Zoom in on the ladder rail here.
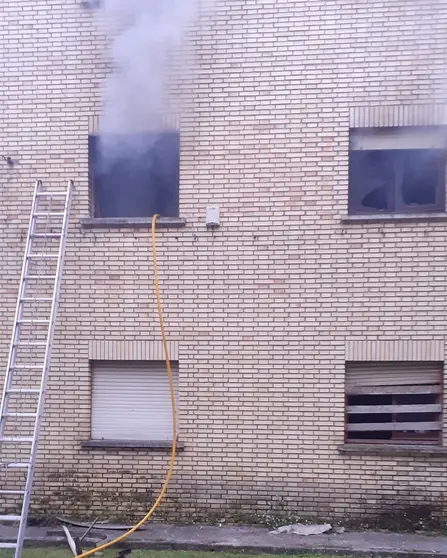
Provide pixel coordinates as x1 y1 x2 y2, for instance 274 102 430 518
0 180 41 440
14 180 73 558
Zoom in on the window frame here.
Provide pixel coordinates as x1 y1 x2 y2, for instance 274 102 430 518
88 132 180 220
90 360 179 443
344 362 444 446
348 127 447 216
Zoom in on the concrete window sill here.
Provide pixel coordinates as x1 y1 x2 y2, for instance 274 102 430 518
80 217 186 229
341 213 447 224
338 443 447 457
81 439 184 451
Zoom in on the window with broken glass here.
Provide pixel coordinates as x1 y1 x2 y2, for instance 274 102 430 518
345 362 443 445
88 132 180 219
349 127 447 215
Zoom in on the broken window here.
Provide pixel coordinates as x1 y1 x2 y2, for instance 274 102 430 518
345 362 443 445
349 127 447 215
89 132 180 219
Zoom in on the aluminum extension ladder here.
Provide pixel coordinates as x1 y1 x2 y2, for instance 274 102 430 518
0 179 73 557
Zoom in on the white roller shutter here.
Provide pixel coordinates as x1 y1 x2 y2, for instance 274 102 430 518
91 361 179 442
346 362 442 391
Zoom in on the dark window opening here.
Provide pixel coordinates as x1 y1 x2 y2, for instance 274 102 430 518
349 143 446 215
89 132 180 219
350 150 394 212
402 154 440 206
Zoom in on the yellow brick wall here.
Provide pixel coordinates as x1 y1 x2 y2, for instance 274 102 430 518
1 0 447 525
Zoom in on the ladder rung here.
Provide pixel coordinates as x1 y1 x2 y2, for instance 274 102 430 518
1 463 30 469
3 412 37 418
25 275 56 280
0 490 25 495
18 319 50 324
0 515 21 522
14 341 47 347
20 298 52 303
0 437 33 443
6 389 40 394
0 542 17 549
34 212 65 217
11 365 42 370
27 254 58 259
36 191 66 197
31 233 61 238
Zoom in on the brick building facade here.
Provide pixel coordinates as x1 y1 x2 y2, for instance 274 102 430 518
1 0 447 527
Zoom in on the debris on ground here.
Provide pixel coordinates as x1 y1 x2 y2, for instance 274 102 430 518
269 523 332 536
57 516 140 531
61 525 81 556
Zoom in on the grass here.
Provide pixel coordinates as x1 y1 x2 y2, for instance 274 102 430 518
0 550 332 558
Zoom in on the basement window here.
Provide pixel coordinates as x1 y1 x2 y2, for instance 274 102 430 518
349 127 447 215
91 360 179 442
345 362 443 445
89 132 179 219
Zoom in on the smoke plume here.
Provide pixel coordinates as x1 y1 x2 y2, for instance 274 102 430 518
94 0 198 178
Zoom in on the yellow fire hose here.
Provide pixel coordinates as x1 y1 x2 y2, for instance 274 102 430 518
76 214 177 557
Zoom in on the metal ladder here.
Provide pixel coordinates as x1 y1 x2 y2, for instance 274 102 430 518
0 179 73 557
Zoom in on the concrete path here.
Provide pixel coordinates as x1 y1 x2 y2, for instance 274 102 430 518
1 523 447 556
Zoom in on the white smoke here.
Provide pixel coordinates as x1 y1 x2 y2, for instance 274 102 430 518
════════════════
*Work instructions*: A single number is the whole answer: how many lines in the listing contain "smoke"?

*Result of the exercise*: 2